The Santa Monica-Malibu Unified School District Board of Education will discuss the possibility of Malibu splitting off and forming its own district at a workshop Thursday during the board’s regular meeting. Board of Education representatives and the public will hear from officials from the Los Angeles County Office of Education about the possible Malibu “unification,” or the process of forming a new school district within the boundaries of another, at the meeting in Santa Monica.

Office of Education officials will give the board and the public a summary of the role and authority of the Los Angeles County Committee on School District Organization and the criteria considered for unification.

“We believe it’s time for the two cities and the school district-the board of education and the superintendent-to work together and to get enough information to work on an agreement to see if this is going to be viable,” Malibu Mayor Laura Rosenthal said at a recent City Council meeting.

The “unification” workshop is scheduled to begin March 1 at 7:10 p.m. during the Board of Education meeting, which begins at 6 p.m., at the District Administrative Offices, 1651 16th St., in Santa Monica. For more information, visit smmusd.org.

County law allows dogs at restaurants

Dogs will now be allowed to accompany their owners while dining on restaurant patios, Los Angeles County officials announced Monday. The policy change was announced by Los Angeles County Department of Public Health officials at the Lazy Dog Cafe in Torrance, a Southern California restaurant chain that celebrates man’s best friend.

Old county regulations banned dogs from outdoor restaurant patios enclosed by a fence, dogs were only allowed to sit near sidewalk tables.

- _Dataset records_:
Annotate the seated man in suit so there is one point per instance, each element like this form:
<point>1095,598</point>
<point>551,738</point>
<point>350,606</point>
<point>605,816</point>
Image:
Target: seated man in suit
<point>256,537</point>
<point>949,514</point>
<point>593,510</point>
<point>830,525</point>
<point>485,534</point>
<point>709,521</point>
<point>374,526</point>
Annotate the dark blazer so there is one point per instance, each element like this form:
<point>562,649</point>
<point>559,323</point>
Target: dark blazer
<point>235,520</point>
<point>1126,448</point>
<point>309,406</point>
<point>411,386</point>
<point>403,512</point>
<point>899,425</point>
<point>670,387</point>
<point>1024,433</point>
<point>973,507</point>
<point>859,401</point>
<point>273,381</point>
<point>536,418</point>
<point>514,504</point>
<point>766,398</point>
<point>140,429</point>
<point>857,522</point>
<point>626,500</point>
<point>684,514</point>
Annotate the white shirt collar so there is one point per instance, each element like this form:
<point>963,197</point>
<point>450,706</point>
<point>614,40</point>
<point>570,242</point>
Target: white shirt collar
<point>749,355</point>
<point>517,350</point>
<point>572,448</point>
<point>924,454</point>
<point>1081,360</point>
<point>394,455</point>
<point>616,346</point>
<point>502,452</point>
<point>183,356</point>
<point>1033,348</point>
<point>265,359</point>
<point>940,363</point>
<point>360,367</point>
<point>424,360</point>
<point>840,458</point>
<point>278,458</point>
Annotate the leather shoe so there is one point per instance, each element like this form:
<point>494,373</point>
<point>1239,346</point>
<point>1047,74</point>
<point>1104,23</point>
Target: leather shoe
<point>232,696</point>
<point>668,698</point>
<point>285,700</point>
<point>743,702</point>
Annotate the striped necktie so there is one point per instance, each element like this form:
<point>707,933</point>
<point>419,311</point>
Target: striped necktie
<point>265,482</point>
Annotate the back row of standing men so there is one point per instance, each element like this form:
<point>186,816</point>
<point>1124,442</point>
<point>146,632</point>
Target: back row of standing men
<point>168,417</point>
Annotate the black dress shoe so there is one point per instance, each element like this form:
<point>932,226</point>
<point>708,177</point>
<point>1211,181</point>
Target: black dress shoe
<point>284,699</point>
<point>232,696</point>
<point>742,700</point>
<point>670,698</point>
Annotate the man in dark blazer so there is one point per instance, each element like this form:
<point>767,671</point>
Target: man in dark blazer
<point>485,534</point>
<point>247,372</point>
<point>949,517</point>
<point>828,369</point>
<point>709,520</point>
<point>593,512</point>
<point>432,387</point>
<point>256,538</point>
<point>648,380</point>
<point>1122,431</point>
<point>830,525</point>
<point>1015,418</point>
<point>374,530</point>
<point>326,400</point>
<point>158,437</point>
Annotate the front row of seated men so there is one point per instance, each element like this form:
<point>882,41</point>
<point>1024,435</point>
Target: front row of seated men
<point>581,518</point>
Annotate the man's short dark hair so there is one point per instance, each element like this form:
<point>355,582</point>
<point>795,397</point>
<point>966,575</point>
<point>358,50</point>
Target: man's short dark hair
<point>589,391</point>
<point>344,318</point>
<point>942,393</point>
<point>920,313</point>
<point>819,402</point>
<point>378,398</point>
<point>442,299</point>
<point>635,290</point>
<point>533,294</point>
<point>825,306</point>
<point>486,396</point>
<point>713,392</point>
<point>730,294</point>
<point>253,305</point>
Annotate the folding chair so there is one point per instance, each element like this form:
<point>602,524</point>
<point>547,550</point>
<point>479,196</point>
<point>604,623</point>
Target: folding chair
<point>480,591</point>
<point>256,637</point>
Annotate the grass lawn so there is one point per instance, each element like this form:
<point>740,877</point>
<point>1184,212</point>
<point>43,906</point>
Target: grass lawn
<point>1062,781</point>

- _Prompt_: Carry the Malibu and Los Angeles County news briefs forward from their last sentence, picking up from the old rule on dogs at restaurant patios.

- _In response_:
The new county rules permit each restaurant to decide whether to now allow dogs on their patios, or to continue to uphold the previous ban. Officials also said dog owners should ask permission from the restaurant before bringing their dog onto the patio.

Under the new rules, pets must enter through a separate entrance where pets do not have to pass through the food establishment to reach the outdoor dining area. Additionally, dogs are not allowed on chairs, seats, benches and tables. There are further guidelines to ensure health and food safety for restaurant patrons.

“Though it will be up to the restaurant’s discretion whether to allow dogs in its outdoor eating area, this new policy is a benefit to both small businesses and the community,” Supervisor Don Knabe said in a statement. “This policy will give restaurant owners an opportunity to attract new business and to better serve their two-legged and four-legged patrons.”

The new rules went into effect immediately around the county, except in Long Beach, Pasadena and Vernon, which have separate public health agencies. For more information, including the full list of regulations, visit publichealth.lacounty.gov.

MVP Braun doping charge overturned

Milwaukee Brewers star Ryan Braun had a 50-game suspension for failing a drug test overturned last Thursday, marking the first time in the history of Major League Baseball that a drug-related penalty has been successfully challenged. Braun, who lives in Malibu and was featured on the cover of the January/February issue of The Malibu Times Magazine, tested positive in October for elevated levels of testosterone.

“I am very pleased and relieved by today’s decision,” Braun said in a statement. “It is the first step in restoring my good name and reputation. We were able to get through this because I am innocent and the truth is on our side.”

Major League Baseball and the players’ union announced the decision last week. MLB sources were reportedly incensed at the decision.

“While we have always respected that process, Major League Baseball vehemently disagrees with the decision rendered today,” Rob Manfred, MLB’s vice president for labor relations, said.

Braun, 28, won the National League Most Valuable Player Award last season after batting .312 with 33 home runs and 111 RBIs to lead the Brewers to the National League championship series.

City hosting battle of the bands

The City of Malibu’s Harry Barovsky Memorial Youth Commission is hosting the “Battle of the Bands” Friday night at City Hall. The event will feature performances by local middle and high school bands.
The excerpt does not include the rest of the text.